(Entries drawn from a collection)
--- begin ---

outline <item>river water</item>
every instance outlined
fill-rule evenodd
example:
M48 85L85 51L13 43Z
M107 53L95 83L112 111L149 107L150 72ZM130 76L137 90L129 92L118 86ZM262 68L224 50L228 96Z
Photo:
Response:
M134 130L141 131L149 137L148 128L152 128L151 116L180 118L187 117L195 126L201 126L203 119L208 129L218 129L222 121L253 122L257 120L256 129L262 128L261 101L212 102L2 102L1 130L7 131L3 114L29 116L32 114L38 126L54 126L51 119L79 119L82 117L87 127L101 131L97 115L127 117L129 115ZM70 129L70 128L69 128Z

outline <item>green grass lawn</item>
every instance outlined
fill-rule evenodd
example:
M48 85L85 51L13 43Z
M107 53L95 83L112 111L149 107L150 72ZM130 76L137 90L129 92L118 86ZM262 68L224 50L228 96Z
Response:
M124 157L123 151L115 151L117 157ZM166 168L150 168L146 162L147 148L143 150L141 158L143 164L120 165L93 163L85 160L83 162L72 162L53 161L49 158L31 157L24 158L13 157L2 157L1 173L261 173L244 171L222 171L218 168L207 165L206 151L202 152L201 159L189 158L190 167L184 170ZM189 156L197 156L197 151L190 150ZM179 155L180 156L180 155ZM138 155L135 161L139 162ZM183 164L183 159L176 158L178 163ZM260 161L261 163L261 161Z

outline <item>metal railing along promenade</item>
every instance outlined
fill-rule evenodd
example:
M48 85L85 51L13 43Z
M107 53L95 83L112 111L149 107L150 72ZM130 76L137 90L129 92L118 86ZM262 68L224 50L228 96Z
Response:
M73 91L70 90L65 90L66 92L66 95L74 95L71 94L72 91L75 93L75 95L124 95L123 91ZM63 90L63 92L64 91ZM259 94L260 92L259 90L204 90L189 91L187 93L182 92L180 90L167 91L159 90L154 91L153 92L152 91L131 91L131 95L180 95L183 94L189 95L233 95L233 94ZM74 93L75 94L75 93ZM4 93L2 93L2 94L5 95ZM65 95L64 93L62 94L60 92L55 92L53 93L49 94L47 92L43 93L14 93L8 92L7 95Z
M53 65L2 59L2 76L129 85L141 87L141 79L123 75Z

--- end ---

● **DIRECTION**: Please quote every one of the items above word for word, without changing anything.

● **SOLUTION FOR THIS EXERCISE**:
outline <item>river water</item>
every instance outlined
fill-rule evenodd
example:
M48 85L85 51L13 43Z
M107 53L95 83L112 111L149 107L150 72ZM130 76L137 90L129 92L118 86ZM262 68L224 50L228 96Z
Photo:
Response:
M134 130L141 131L149 137L148 128L152 128L151 116L180 118L187 117L195 126L201 126L203 119L208 129L218 129L222 121L253 122L257 120L256 129L262 128L261 101L212 102L2 102L1 130L7 131L3 114L29 116L32 114L38 126L54 126L51 119L79 119L82 117L87 127L101 131L97 115L127 117L129 115ZM70 129L70 128L69 128Z

outline <item>green grass lawn</item>
every instance outlined
fill-rule evenodd
example:
M48 85L85 51L13 43Z
M107 53L95 83L112 111L149 107L150 72ZM130 76L137 90L129 92L118 86ZM262 68L224 50L228 96Z
Response:
M124 157L123 151L115 151L117 157ZM166 168L150 168L146 162L147 148L143 150L141 158L143 164L120 165L93 163L85 160L83 162L72 162L53 161L49 158L31 157L24 158L13 157L2 157L1 173L261 173L244 171L222 171L218 168L207 165L206 151L202 152L201 159L189 158L190 167L184 170ZM189 156L197 156L197 151L190 150ZM179 155L180 156L180 155ZM138 155L135 161L139 162ZM183 164L183 159L176 158L178 163ZM260 161L261 163L261 161Z

outline <item>metal railing along promenade</item>
every instance outlined
fill-rule evenodd
example:
M48 85L85 51L13 43Z
M107 53L95 83L112 111L149 107L150 72ZM130 76L137 90L129 92L118 86ZM262 68L224 50L228 96Z
Response:
M73 91L70 90L65 90L66 92L66 95L74 95L71 94L72 91L75 93L75 95L124 95L123 91ZM63 90L63 92L64 91ZM259 94L260 92L259 90L204 90L189 91L187 93L182 92L180 90L167 91L159 90L154 91L153 92L152 91L131 91L131 95L180 95L183 94L189 95L233 95L233 94ZM74 93L75 94L75 93ZM4 93L2 93L2 94L5 95ZM65 95L64 93L62 94L60 92L55 92L53 93L49 94L47 92L43 93L14 93L8 92L7 95Z
M53 65L2 59L2 76L129 85L141 87L141 79L123 75Z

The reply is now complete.